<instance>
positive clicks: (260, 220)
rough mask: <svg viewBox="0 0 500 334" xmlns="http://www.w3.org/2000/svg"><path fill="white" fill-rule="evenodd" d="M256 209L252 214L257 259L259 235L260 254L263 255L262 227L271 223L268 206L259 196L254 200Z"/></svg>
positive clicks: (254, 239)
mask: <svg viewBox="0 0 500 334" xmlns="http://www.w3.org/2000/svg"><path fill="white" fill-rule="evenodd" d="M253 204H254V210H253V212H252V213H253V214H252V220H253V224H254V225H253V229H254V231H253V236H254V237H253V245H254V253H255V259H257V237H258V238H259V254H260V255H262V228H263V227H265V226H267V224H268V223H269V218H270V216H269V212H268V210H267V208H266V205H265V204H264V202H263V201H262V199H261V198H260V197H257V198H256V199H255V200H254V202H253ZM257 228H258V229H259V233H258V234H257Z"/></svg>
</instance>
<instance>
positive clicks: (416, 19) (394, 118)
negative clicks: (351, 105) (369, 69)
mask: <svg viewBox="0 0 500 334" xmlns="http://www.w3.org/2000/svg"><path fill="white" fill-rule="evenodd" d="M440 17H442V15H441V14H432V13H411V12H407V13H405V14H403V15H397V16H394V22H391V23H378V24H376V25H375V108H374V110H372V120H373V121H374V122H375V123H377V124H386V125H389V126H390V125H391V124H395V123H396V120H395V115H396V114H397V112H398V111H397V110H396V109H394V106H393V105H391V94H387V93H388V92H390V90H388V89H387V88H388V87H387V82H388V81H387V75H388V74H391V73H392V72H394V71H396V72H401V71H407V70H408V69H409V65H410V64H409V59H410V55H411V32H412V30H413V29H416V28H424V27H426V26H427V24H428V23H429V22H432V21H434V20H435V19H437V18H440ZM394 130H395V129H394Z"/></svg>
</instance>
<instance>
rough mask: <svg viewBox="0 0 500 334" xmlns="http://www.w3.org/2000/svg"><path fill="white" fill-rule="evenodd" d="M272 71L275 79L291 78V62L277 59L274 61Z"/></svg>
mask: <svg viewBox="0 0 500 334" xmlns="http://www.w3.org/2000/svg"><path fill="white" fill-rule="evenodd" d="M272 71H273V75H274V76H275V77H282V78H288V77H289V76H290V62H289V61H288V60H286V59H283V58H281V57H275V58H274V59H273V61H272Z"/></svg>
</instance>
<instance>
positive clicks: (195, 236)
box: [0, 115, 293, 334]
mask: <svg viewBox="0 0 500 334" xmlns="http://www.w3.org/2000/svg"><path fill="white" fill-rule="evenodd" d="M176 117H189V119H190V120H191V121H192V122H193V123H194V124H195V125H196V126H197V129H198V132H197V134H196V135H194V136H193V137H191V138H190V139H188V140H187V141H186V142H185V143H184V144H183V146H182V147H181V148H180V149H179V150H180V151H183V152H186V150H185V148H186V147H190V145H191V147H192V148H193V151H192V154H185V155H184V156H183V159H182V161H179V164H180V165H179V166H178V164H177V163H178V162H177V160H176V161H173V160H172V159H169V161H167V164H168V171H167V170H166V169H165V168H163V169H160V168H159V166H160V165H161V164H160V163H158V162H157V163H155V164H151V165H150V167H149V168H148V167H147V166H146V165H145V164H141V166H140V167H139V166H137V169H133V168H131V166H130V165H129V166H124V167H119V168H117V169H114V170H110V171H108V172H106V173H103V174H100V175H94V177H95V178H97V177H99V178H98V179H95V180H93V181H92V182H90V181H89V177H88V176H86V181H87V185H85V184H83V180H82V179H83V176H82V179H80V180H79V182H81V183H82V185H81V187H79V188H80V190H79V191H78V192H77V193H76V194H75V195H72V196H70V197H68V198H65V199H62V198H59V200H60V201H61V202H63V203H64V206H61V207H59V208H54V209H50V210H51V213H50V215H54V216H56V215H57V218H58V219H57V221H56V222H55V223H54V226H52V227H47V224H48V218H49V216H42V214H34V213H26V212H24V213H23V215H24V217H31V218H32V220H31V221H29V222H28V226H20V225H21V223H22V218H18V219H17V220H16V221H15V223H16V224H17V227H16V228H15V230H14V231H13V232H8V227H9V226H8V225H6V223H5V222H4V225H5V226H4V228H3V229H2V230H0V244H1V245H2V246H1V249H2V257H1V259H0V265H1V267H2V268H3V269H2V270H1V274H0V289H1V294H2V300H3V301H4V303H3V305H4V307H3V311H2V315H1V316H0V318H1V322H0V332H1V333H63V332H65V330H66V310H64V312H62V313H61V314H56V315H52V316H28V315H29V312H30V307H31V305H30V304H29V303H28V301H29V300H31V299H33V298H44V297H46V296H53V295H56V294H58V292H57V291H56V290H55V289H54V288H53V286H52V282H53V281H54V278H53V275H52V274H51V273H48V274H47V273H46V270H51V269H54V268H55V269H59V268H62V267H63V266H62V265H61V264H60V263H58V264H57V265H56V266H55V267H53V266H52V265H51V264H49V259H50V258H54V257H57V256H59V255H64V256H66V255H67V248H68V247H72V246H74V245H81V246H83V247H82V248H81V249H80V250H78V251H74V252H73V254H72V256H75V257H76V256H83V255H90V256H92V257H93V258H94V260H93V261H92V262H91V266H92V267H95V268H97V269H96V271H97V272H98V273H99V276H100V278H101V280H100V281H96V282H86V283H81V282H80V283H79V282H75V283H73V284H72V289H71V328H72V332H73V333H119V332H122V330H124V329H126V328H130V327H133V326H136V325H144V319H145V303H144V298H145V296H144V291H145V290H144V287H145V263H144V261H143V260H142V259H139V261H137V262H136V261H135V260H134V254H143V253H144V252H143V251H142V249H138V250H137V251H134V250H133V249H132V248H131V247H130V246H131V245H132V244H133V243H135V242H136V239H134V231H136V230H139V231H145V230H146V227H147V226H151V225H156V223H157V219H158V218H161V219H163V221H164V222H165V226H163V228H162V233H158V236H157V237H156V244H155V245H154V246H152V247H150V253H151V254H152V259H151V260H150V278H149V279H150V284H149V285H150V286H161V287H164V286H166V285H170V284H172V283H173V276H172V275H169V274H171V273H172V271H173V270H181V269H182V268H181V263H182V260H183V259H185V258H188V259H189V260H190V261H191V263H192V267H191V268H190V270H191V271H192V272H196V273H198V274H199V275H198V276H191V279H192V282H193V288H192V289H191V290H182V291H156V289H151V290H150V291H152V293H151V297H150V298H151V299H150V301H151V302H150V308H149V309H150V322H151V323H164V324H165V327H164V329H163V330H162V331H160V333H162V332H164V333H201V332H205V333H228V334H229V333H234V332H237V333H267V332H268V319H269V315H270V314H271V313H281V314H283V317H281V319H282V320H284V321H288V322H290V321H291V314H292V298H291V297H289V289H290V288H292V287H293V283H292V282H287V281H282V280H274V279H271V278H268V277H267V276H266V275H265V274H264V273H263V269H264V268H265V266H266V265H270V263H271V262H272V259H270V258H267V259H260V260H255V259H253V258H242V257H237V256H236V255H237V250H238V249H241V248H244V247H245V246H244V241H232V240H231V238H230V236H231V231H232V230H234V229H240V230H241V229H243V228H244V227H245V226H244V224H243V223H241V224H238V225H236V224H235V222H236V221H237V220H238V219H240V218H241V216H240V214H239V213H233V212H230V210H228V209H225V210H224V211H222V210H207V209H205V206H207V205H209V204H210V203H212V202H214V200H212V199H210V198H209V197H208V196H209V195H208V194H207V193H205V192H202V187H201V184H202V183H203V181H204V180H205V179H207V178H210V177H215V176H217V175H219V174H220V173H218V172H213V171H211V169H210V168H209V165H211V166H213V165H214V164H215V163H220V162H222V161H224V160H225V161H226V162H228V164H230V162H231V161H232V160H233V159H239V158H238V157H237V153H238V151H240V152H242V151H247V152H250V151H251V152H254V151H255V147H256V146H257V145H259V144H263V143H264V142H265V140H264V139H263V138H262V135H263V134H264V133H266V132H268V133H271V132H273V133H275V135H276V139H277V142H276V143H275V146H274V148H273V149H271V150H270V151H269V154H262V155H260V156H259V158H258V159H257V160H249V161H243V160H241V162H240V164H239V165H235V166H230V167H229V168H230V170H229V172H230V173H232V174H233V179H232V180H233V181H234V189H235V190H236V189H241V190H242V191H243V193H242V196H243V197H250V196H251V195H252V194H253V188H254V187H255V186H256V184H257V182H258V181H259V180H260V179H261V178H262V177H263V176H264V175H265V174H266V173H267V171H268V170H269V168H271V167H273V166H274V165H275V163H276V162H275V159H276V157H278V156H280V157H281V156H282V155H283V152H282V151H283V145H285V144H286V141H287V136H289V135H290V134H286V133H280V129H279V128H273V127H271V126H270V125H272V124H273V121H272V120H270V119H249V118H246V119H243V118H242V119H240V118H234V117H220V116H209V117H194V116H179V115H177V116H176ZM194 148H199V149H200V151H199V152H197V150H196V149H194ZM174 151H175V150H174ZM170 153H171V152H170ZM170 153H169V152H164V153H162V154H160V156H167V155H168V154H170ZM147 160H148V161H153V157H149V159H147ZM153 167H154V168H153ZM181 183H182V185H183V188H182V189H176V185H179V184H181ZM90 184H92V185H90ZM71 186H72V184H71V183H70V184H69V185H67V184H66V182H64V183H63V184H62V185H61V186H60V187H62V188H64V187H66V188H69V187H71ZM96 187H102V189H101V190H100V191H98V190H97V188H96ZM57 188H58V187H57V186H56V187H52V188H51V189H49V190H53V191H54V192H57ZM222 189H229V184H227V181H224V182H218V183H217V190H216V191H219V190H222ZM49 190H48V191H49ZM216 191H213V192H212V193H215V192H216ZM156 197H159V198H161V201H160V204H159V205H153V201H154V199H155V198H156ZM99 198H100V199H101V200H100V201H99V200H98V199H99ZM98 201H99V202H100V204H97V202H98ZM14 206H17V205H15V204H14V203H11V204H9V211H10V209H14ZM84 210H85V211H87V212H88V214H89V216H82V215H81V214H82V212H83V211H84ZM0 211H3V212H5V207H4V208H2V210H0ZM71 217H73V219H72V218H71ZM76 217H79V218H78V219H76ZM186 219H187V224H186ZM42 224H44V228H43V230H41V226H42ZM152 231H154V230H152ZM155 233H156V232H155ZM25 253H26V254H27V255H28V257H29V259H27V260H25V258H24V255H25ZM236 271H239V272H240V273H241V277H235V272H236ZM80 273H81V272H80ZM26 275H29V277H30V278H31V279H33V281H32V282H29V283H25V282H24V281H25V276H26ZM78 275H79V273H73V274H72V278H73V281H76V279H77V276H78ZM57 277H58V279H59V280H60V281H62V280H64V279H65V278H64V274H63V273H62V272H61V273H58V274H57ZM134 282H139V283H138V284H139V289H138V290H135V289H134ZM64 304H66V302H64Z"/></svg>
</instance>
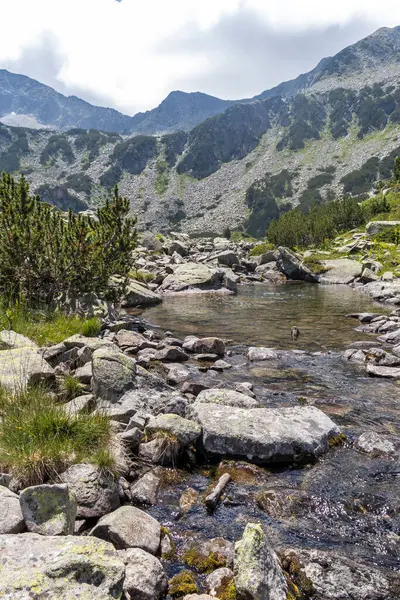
=-=-=
- **Required work**: Retype the entries exactly from the first line, stopping after the line with "positive clicks: (195, 236)".

- **Answer to the exercise**:
<instance>
positive clicks: (260, 220)
rough mask: <svg viewBox="0 0 500 334" xmlns="http://www.w3.org/2000/svg"><path fill="white" fill-rule="evenodd" d="M256 209L252 214L257 259L259 235L260 254L263 255L262 227L271 223L268 206L259 196L254 200Z"/></svg>
positive clicks: (254, 239)
mask: <svg viewBox="0 0 500 334" xmlns="http://www.w3.org/2000/svg"><path fill="white" fill-rule="evenodd" d="M253 204H254V210H253V212H252V213H253V214H252V220H253V224H254V225H253V229H254V231H253V236H254V237H253V245H254V253H255V259H257V237H258V238H259V254H260V255H262V228H263V227H265V226H267V224H268V223H269V218H270V216H269V212H268V210H267V208H266V205H265V204H264V202H263V201H262V199H261V198H260V197H257V198H256V199H255V200H254V202H253ZM257 228H258V229H259V233H258V234H257Z"/></svg>
</instance>
<instance>
positive clicks: (416, 19) (394, 118)
negative clicks: (351, 105) (369, 69)
mask: <svg viewBox="0 0 500 334" xmlns="http://www.w3.org/2000/svg"><path fill="white" fill-rule="evenodd" d="M440 17H442V15H441V14H432V13H411V12H407V13H405V14H403V15H397V16H394V22H391V23H378V24H376V25H375V108H374V110H372V120H373V121H374V122H375V123H377V124H386V125H389V126H390V125H391V124H395V123H396V120H395V115H396V114H397V112H398V111H397V110H396V109H394V106H393V105H391V94H387V93H388V92H390V90H388V89H387V88H388V87H387V82H388V81H387V75H388V74H391V73H392V72H394V71H396V72H401V71H407V70H408V69H409V65H410V64H409V59H410V55H411V32H412V30H413V29H416V28H424V27H426V26H427V24H428V23H429V22H432V21H434V20H435V19H437V18H440ZM394 130H395V129H394Z"/></svg>
</instance>
<instance>
rough mask: <svg viewBox="0 0 500 334" xmlns="http://www.w3.org/2000/svg"><path fill="white" fill-rule="evenodd" d="M272 71L275 79L291 78V62L277 59L274 61Z"/></svg>
mask: <svg viewBox="0 0 500 334" xmlns="http://www.w3.org/2000/svg"><path fill="white" fill-rule="evenodd" d="M272 71H273V75H274V76H275V77H282V78H288V77H289V76H290V62H289V61H288V60H286V59H283V58H281V57H275V58H274V59H273V61H272Z"/></svg>
</instance>
<instance>
positive clicks: (195, 236)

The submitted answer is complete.